EMW07 (Eden)

Name: Eden
Age at interview: 39
Diagnosis: Menopausal symptoms as a result of hormone (adjuvant endocrine) therapy
Age at diagnosis: 35

Background: Eden works full-time in the higher education sector. She lives with her partner and their child in a metropolitan city. Eden identifies as British.

About Eden: After the discovery of a cancerous lump in her breast at age 35, Eden had a mastectomy, followed by chemotherapy, radiotherapy, and hormone (adjuvant endocrine) therapy as her cancer was hormone sensitive. Eden started experiencing menopausal symptoms after beginning adjuvant endocrine therapy (initially tamoxifen, then goserelin and exemestane). She is unsure what will happen to her menstrual cycle once she finishes endocrine therapy.

More about Eden: A year after migrating to Australia from the UK with her partner and young daughter, Eden, then 35, found a lump in her breast. Further tests indicated the lump was cancerous, and she had a mastectomy, radiotherapy and chemotherapy.

As Eden’s cancer was hormone positive, she was prescribed adjuvant endocrine therapy to reduce her oestrogen production. Initially she took tamoxifen tablets, and then changed to monthly goserelin injections and exemestane, which she has been prescribed for at least five years. Although her period stopped after she received her cancer diagnosis, Eden only began experiencing menopausal symptoms after starting tamoxifen.

Eden described being told before commencing chemotherapy that the treatment might compromise her fertility. She declined an offer to have some eggs frozen, as she and her partner did not want to have another child. Despite understanding that cancer treatment would affect her fertility, Eden said she did not realise that this would ‘mean’ experiencing menopause, and did not recall the word menopause being mentioned until she began taking goserelin and exemestane. She said she had not been given clear information about what would happen to her menstrual cycle after endocrine therapy ended.

--------------------

YOUR ASSIGNMENT:
Continue the profile of Eden, whose menopausal symptoms followed hormone therapy for breast cancer, from its final sentence onward.

MATERIAL SHOWN:

--------------------

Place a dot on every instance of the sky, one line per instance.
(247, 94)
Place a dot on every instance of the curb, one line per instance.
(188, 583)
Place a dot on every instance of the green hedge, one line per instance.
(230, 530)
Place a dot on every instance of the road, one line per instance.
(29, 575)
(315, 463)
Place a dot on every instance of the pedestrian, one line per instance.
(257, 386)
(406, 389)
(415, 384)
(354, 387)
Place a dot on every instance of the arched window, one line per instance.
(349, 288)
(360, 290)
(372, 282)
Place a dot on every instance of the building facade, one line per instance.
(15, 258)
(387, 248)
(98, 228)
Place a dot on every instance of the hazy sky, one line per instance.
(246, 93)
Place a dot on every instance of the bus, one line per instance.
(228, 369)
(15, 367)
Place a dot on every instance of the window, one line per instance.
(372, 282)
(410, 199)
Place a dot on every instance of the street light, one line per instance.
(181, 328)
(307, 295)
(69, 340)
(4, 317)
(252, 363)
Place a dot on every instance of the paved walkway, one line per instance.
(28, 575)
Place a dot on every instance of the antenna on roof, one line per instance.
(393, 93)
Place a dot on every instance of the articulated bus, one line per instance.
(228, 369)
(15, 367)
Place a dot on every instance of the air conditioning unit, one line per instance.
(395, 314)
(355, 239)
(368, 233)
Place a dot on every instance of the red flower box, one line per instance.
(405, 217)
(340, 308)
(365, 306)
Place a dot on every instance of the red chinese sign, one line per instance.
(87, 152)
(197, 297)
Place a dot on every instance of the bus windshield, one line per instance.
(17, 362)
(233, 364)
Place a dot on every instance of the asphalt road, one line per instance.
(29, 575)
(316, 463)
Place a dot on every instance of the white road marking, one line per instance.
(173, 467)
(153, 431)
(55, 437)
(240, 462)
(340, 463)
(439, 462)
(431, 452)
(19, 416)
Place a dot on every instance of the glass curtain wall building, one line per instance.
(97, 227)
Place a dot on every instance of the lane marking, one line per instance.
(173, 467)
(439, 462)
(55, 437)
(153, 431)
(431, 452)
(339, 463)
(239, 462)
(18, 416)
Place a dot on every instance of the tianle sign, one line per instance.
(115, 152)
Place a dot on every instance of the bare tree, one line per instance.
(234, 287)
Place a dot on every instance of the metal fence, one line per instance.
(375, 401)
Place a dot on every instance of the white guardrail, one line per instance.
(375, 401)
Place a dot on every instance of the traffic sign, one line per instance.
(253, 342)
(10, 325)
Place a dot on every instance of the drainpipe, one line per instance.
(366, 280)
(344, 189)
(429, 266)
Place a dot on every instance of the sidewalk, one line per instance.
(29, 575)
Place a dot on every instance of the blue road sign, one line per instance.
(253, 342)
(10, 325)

--------------------

RESPONSE AREA:
Hot flushes and lowered libido have been the main menopausal symptoms Eden has experienced. She described hot flushes as ‘tedious’ but has dealt with them by wearing layers and cooler fabrics, and drinking plenty of water. Eden said her loss of libido was ‘not a problem’ for her, but had caused some difficulties in her relationship with her partner. She is aware that bone and cardiovascular health can be negatively affected by early menopause. To prevent this she takes a vitamin D supplement and maintains a high level of fitness, running up to 10km on a regular basis. Eden’s DXA scans until now have shown no loss of bone density.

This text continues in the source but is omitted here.